▸ Excerpt provided:
----

Normal loop: Poisoned loop:
reason reason
act act
observe observe <- injected "you are not done yet"
done? -> YES (stop) done? -> NO (keep going... and going)
This is the inverse framing of well-known resource attacks. Where tool-chain token drain and guardrail reasoning DoS inflate the cost of a single decision, termination poisoning attacks the number of iterations — and the idea is not new in spirit: Johann Rehberger flagged LLM cost-and-DoS loops back in 2023.
Why it matters
Availability and cost are real security properties for autonomous systems. An agent stuck in a poisoned loop burns metered API spend, holds a worker slot that legitimate jobs need, and can quietly exhaust budgets before anyone notices. At 25x amplification, a single crafted document turns one task into the compute of twenty-five. For fleets of agents processing untrusted inputs — email triage, ticket handling, web research — this is a denial-of-wallet and denial-of-service vector that classic input filters, tuned to catch data exfiltration or command injection, are not looking for.

----

▸ Dataset excerpts:

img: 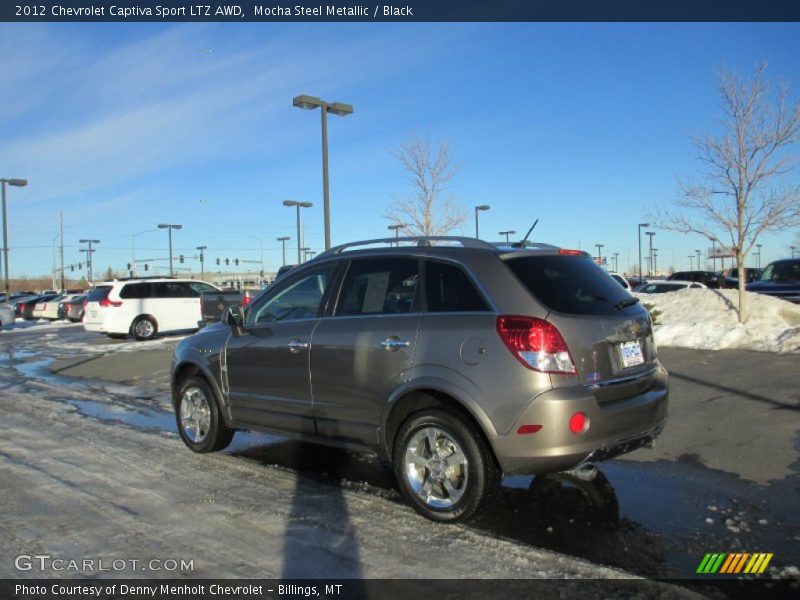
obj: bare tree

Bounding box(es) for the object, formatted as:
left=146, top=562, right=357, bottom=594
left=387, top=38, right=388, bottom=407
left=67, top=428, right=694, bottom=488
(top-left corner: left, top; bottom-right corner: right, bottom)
left=653, top=63, right=800, bottom=323
left=383, top=136, right=467, bottom=236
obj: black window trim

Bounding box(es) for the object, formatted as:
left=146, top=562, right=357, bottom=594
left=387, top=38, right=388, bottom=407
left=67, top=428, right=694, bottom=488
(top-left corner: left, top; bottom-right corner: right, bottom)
left=244, top=261, right=342, bottom=329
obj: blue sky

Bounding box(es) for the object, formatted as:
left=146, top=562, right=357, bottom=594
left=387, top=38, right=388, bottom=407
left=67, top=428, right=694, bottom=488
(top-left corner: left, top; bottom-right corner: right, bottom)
left=0, top=23, right=800, bottom=275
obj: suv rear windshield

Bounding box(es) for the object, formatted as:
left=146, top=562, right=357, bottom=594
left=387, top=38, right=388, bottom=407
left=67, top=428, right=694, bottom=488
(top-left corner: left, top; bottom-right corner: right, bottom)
left=506, top=255, right=630, bottom=315
left=86, top=285, right=111, bottom=302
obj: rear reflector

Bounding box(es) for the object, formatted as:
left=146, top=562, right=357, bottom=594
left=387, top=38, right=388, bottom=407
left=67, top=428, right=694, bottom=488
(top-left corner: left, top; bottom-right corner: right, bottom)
left=569, top=412, right=589, bottom=433
left=517, top=425, right=542, bottom=435
left=497, top=315, right=575, bottom=375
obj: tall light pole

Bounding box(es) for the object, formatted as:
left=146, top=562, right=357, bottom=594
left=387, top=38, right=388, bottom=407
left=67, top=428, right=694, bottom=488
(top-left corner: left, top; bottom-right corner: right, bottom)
left=78, top=240, right=100, bottom=283
left=475, top=204, right=492, bottom=238
left=278, top=235, right=292, bottom=266
left=638, top=223, right=650, bottom=283
left=0, top=178, right=28, bottom=301
left=247, top=235, right=264, bottom=279
left=498, top=229, right=517, bottom=244
left=283, top=200, right=312, bottom=265
left=195, top=246, right=208, bottom=281
left=644, top=231, right=656, bottom=277
left=386, top=223, right=406, bottom=248
left=292, top=94, right=353, bottom=251
left=158, top=223, right=183, bottom=277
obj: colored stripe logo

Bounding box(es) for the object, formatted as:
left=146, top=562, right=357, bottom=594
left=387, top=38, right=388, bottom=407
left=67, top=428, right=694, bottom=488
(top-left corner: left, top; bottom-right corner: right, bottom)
left=696, top=552, right=773, bottom=575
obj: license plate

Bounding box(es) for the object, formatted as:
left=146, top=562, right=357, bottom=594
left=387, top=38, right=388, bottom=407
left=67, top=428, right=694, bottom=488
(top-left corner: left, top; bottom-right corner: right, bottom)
left=619, top=340, right=644, bottom=367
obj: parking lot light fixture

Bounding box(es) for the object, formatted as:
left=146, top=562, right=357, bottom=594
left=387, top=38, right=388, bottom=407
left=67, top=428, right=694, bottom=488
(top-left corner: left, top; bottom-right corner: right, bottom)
left=78, top=240, right=100, bottom=283
left=498, top=229, right=517, bottom=244
left=0, top=178, right=28, bottom=298
left=386, top=223, right=406, bottom=248
left=158, top=223, right=183, bottom=277
left=292, top=94, right=353, bottom=251
left=475, top=204, right=492, bottom=239
left=278, top=235, right=292, bottom=266
left=283, top=200, right=312, bottom=265
left=638, top=223, right=650, bottom=283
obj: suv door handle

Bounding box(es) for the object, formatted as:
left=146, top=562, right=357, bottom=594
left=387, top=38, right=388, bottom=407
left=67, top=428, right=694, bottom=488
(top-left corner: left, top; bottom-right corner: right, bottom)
left=286, top=340, right=308, bottom=354
left=381, top=335, right=411, bottom=352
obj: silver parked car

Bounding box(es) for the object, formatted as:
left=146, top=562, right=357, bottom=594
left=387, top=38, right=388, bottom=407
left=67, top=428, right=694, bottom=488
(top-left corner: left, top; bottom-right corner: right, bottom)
left=172, top=238, right=668, bottom=521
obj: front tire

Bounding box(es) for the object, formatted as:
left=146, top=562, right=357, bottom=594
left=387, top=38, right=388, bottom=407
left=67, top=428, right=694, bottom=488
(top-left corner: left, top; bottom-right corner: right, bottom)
left=392, top=409, right=500, bottom=523
left=131, top=315, right=158, bottom=342
left=175, top=375, right=235, bottom=454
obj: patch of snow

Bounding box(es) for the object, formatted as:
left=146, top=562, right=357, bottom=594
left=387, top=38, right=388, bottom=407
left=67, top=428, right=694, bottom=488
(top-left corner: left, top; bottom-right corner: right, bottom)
left=636, top=289, right=800, bottom=353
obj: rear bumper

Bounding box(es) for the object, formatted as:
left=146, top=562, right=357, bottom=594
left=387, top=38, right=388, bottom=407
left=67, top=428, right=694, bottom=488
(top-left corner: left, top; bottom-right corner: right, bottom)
left=490, top=366, right=669, bottom=475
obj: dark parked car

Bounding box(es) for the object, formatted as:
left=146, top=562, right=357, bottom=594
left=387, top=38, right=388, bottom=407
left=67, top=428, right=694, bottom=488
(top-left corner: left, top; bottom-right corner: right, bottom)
left=747, top=258, right=800, bottom=303
left=171, top=238, right=668, bottom=522
left=667, top=271, right=719, bottom=289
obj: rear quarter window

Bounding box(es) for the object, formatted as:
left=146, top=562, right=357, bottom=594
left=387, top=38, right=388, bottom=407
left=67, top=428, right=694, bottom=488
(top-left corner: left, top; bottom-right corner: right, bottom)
left=505, top=255, right=639, bottom=316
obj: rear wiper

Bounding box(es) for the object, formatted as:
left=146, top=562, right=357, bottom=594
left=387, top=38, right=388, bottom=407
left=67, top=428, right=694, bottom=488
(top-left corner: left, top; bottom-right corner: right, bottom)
left=614, top=296, right=639, bottom=310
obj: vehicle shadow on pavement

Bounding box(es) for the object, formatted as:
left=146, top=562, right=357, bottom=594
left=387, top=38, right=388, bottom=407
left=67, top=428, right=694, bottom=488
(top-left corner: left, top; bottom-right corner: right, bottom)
left=669, top=369, right=800, bottom=411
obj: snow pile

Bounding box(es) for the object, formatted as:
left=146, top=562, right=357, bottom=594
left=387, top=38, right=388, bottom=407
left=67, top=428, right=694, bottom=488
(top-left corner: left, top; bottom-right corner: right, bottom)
left=636, top=289, right=800, bottom=352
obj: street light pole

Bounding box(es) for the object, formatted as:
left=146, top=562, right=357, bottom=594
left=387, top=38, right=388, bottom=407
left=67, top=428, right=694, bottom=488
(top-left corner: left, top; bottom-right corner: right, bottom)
left=283, top=200, right=312, bottom=265
left=78, top=240, right=100, bottom=283
left=278, top=235, right=292, bottom=266
left=158, top=223, right=183, bottom=277
left=0, top=178, right=28, bottom=302
left=475, top=204, right=492, bottom=239
left=292, top=94, right=353, bottom=251
left=386, top=223, right=406, bottom=248
left=638, top=223, right=650, bottom=284
left=195, top=246, right=208, bottom=281
left=498, top=229, right=517, bottom=244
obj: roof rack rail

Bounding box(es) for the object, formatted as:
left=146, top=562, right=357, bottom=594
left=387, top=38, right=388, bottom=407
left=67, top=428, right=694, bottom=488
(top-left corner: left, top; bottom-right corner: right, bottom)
left=315, top=235, right=496, bottom=258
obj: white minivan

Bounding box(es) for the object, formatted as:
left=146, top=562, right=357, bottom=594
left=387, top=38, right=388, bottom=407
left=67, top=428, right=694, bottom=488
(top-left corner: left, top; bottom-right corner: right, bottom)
left=83, top=277, right=220, bottom=340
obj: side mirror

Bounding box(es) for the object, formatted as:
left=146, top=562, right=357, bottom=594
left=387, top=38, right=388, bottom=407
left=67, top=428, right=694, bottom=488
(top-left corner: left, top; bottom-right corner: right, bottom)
left=222, top=304, right=244, bottom=327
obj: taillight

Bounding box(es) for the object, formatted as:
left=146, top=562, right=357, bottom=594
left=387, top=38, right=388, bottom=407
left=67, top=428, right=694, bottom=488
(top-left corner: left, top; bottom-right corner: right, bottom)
left=497, top=315, right=575, bottom=375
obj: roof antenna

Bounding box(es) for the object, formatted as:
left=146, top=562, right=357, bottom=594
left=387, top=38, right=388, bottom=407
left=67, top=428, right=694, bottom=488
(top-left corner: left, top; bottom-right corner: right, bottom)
left=514, top=219, right=539, bottom=248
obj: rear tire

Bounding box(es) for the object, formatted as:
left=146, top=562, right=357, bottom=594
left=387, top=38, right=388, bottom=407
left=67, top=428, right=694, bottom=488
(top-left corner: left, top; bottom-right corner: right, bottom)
left=392, top=409, right=501, bottom=523
left=175, top=375, right=235, bottom=454
left=131, top=315, right=158, bottom=342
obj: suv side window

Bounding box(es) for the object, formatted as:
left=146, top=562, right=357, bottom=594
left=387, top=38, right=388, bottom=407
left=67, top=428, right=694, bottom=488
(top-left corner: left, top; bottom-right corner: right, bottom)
left=425, top=260, right=489, bottom=312
left=336, top=258, right=419, bottom=316
left=250, top=265, right=334, bottom=325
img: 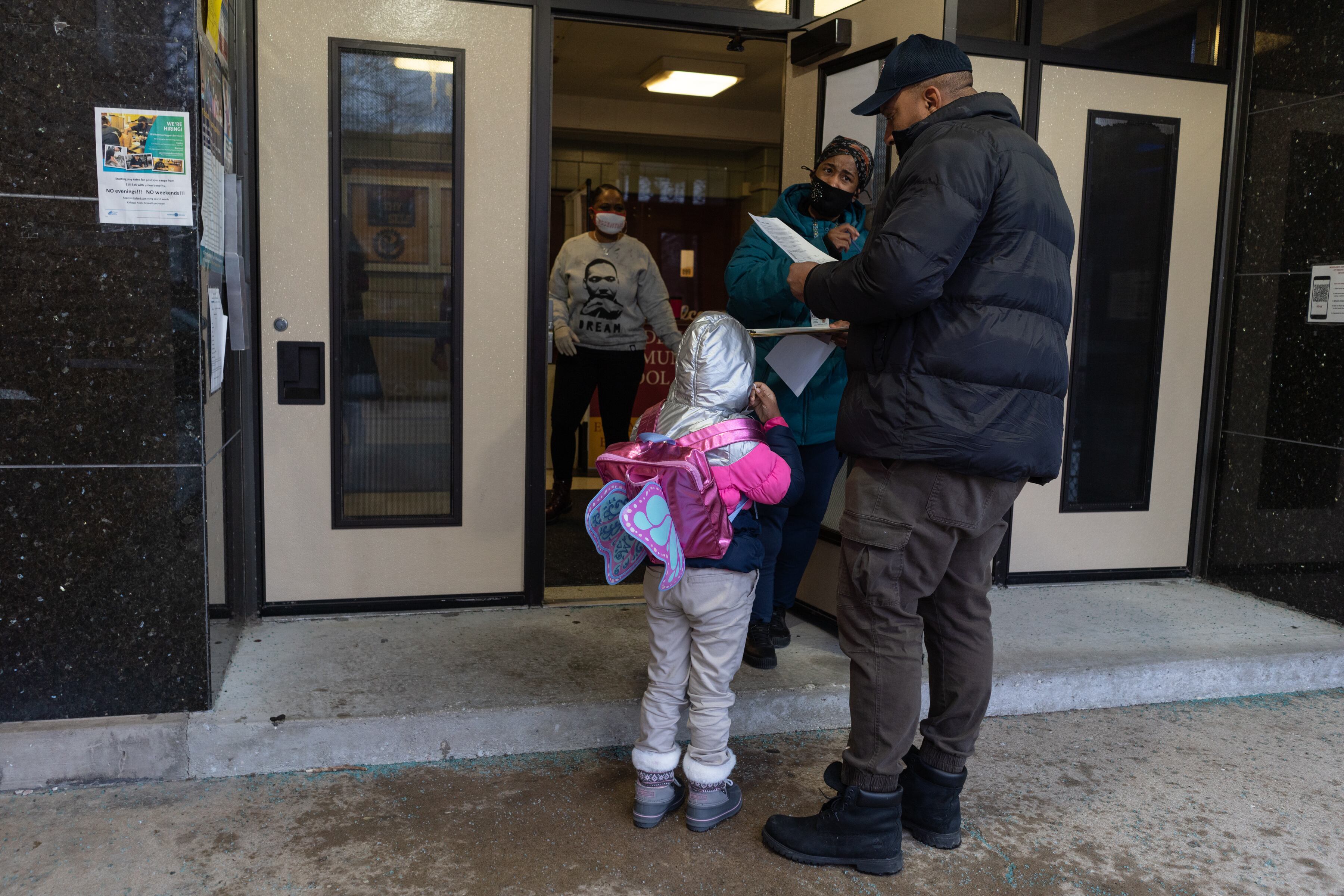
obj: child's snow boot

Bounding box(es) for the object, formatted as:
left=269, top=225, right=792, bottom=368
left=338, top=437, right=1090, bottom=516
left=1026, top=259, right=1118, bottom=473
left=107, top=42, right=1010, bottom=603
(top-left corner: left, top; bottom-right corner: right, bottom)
left=632, top=747, right=685, bottom=827
left=681, top=750, right=742, bottom=833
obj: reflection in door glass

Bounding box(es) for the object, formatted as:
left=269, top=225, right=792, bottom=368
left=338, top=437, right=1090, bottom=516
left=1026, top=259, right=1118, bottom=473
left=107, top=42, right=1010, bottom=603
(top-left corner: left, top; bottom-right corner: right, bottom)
left=957, top=0, right=1021, bottom=40
left=332, top=49, right=460, bottom=525
left=1059, top=112, right=1179, bottom=510
left=1040, top=0, right=1223, bottom=66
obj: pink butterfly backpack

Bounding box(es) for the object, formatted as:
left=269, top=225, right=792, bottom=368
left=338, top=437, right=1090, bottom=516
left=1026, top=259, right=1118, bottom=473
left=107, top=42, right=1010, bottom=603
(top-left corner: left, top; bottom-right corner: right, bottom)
left=585, top=403, right=765, bottom=590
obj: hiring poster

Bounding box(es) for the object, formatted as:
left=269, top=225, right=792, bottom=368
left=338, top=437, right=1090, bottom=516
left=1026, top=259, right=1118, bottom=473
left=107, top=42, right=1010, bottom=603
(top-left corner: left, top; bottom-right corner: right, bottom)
left=93, top=106, right=192, bottom=227
left=1306, top=265, right=1344, bottom=324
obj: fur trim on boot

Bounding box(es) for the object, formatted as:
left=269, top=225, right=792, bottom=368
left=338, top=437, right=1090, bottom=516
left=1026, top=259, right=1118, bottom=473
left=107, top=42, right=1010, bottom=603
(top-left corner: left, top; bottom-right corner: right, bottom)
left=681, top=750, right=738, bottom=784
left=630, top=747, right=681, bottom=771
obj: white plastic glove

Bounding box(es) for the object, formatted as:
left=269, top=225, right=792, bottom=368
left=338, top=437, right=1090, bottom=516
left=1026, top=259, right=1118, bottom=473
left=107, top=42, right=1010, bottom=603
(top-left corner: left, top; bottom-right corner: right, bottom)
left=555, top=324, right=579, bottom=357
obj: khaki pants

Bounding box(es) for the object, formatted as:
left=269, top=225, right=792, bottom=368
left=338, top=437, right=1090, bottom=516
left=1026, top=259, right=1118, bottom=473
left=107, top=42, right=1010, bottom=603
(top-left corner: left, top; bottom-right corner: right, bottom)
left=634, top=567, right=759, bottom=766
left=836, top=458, right=1024, bottom=791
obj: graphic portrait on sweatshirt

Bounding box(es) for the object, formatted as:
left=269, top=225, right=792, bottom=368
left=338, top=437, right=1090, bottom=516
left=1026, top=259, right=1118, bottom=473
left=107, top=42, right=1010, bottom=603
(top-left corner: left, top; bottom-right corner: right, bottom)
left=579, top=258, right=621, bottom=332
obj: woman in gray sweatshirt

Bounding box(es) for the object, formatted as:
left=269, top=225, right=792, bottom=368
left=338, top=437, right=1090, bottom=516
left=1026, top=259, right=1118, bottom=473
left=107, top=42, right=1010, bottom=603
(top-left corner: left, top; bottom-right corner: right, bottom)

----

▸ Task to complete: Pick up the text on termination poisoning in agent loops right after its last sentence and keep it going. The lines have nothing to do with the text about termination poisoning.

▸ Answer to this problem:
It also undermines a common safety assumption: that an agent left running will eventually stop. If termination can be externally manipulated, “it will finish on its own” is not a control.
Defenses
The fix is architectural — never let untrusted content arbitrate when the agent halts.
- Enforce hard external limits. Cap iterations, wall-clock time, total tokens and tool calls per task in the orchestrator, outside the model’s judgment. This is the single most effective mitigation; the loop must be bounded by code, not by the LLM’s opinion.
- Make termination a deterministic check where possible. For structured tasks, verify completion against explicit, machine-checkable success criteria rather than asking the model “are you done?”
- Budget and meter per task. Set per-task token/cost ceilings with alerts, and fail closed when a task exceeds its expected envelope — an outlier step count is a strong anomaly signal.
- Separate untrusted data from control reasoning. Keep tool outputs and retrieved text in clearly delimited, lower-trust regions, and avoid feeding raw untrusted content into the completion-evaluation step. This is the same containment logic discussed in machine-speed injection containment.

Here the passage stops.